** start **

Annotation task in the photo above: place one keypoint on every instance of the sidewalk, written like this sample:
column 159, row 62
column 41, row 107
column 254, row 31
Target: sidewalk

** end **

Switch "sidewalk" to "footpath" throughout the records and write all the lines out again, leaving everything else unchanged.

Annotation task in the photo above: place one keypoint on every instance of the footpath, written like this sample:
column 159, row 62
column 41, row 107
column 254, row 31
Target: footpath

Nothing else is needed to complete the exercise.